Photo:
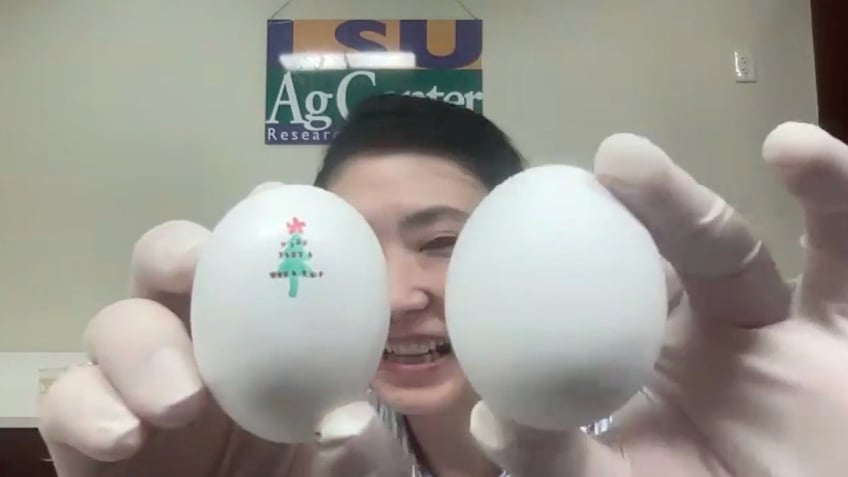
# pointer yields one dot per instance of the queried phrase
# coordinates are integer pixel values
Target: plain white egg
(290, 311)
(555, 300)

> Instructions for the task
Exactly and in full, write out the lines from the one containing "# pointer yields" through the end of the listing.

> Solution to this problem
# pointer yields one dot per instance of the queried phrase
# coordinates are integer pixel values
Target: plain white egg
(290, 311)
(555, 300)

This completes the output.